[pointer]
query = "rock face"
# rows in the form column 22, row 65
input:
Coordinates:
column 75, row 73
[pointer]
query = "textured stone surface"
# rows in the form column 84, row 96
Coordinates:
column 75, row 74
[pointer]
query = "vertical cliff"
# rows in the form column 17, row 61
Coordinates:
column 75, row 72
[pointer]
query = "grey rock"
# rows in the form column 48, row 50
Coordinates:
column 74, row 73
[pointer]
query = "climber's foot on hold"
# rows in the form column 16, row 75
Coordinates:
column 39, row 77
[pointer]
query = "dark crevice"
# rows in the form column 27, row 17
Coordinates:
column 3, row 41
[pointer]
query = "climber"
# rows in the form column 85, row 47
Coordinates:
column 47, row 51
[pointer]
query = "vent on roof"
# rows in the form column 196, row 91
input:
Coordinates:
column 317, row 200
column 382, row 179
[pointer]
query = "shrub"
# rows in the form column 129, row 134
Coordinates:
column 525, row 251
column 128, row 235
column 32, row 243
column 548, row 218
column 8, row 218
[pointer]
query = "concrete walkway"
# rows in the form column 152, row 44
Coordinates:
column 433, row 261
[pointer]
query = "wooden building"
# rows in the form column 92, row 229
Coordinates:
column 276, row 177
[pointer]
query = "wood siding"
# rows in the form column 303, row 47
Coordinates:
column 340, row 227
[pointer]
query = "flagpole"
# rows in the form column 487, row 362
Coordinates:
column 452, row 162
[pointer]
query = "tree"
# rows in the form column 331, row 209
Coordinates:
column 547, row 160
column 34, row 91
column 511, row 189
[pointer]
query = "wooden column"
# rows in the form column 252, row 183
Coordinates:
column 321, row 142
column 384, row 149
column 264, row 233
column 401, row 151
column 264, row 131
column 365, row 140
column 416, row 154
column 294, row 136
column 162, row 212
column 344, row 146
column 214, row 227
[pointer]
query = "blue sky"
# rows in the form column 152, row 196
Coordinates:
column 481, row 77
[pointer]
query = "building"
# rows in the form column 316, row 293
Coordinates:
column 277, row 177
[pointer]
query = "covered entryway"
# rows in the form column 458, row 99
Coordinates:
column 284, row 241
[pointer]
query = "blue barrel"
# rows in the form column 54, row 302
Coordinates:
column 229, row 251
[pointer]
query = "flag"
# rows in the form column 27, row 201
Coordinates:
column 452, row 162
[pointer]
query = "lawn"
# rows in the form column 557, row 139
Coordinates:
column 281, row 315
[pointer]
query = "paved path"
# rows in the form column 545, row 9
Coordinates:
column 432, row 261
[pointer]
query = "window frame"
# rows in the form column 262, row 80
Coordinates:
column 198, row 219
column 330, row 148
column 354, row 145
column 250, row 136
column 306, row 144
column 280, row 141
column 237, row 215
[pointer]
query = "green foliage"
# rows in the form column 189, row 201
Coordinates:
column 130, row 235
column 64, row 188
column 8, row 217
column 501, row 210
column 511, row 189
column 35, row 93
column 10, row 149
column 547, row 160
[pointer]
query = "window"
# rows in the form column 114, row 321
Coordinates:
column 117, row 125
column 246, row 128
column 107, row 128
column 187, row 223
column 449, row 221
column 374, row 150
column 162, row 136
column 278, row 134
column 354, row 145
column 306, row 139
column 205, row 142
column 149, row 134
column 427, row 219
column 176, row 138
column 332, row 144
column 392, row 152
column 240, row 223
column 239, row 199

======

The answer consists of the whole listing, restated exactly.

- **YOUR SOLUTION**:
[pointer]
query = "rock face"
# rows in the form column 22, row 65
input:
Coordinates:
column 75, row 73
[pointer]
query = "textured stone surface"
# rows in the form column 84, row 96
Coordinates:
column 75, row 74
[pointer]
query = "vertical cliff"
# rows in the form column 17, row 61
Coordinates:
column 75, row 72
[pointer]
query = "grey rock"
# rows in the form column 48, row 50
Coordinates:
column 74, row 73
[pointer]
query = "climber's foot on hold"
# rows in the form column 16, row 75
Coordinates:
column 39, row 77
[pointer]
query = "dark crevice"
# rows in the form column 27, row 17
Coordinates:
column 3, row 41
[pointer]
query = "climber"
# rows in the form column 85, row 47
Coordinates:
column 47, row 51
[pointer]
query = "vent on roof"
# rows in the form column 196, row 91
input:
Coordinates:
column 317, row 200
column 382, row 179
[pointer]
query = "shrub"
# rows in the form column 129, row 134
Coordinates:
column 525, row 251
column 128, row 235
column 32, row 243
column 548, row 218
column 8, row 218
[pointer]
query = "concrete walkway"
# rows in the form column 152, row 44
Coordinates:
column 433, row 261
[pointer]
query = "wooden building"
# rows in the form column 92, row 229
Coordinates:
column 276, row 177
[pointer]
query = "wood siding"
# rows in the form column 303, row 47
Coordinates:
column 340, row 227
[pointer]
query = "flagpole"
# rows in the form column 487, row 362
Coordinates:
column 452, row 162
[pointer]
query = "tree"
# rows in the form column 331, row 209
Coordinates:
column 547, row 160
column 34, row 91
column 511, row 189
[pointer]
query = "wooden column"
# rows in the form column 252, row 183
Coordinates:
column 321, row 142
column 384, row 149
column 264, row 233
column 401, row 151
column 264, row 131
column 365, row 140
column 416, row 154
column 294, row 136
column 162, row 212
column 344, row 146
column 214, row 227
[pointer]
query = "blue sky"
# rows in the form column 152, row 196
Coordinates:
column 481, row 77
[pointer]
query = "building"
# rows in the form column 316, row 293
Coordinates:
column 277, row 177
[pointer]
query = "covered entryway"
# rows in the form column 458, row 99
Coordinates:
column 284, row 241
[pointer]
query = "blue barrel"
# rows in the form column 54, row 302
Coordinates:
column 229, row 251
[pointer]
query = "flag"
# rows in the form column 27, row 201
Coordinates:
column 452, row 162
[pointer]
query = "lawn"
# rows in the form column 557, row 139
Coordinates:
column 281, row 315
[pointer]
query = "paved path"
# rows in the form column 545, row 9
Coordinates:
column 432, row 261
[pointer]
query = "window frame"
# rows in the form column 262, row 80
Coordinates:
column 198, row 219
column 330, row 148
column 354, row 145
column 250, row 136
column 306, row 144
column 280, row 141
column 237, row 215
[pointer]
query = "green foliage"
# rows in the form column 189, row 201
Coordinates:
column 130, row 235
column 64, row 188
column 8, row 217
column 501, row 210
column 511, row 189
column 35, row 93
column 10, row 149
column 547, row 160
[pointer]
query = "window"
# rows in the form column 114, row 321
Coordinates:
column 117, row 125
column 246, row 128
column 107, row 128
column 187, row 223
column 449, row 221
column 374, row 150
column 162, row 136
column 278, row 134
column 354, row 145
column 306, row 139
column 205, row 142
column 149, row 134
column 427, row 219
column 176, row 138
column 332, row 144
column 392, row 152
column 240, row 223
column 239, row 199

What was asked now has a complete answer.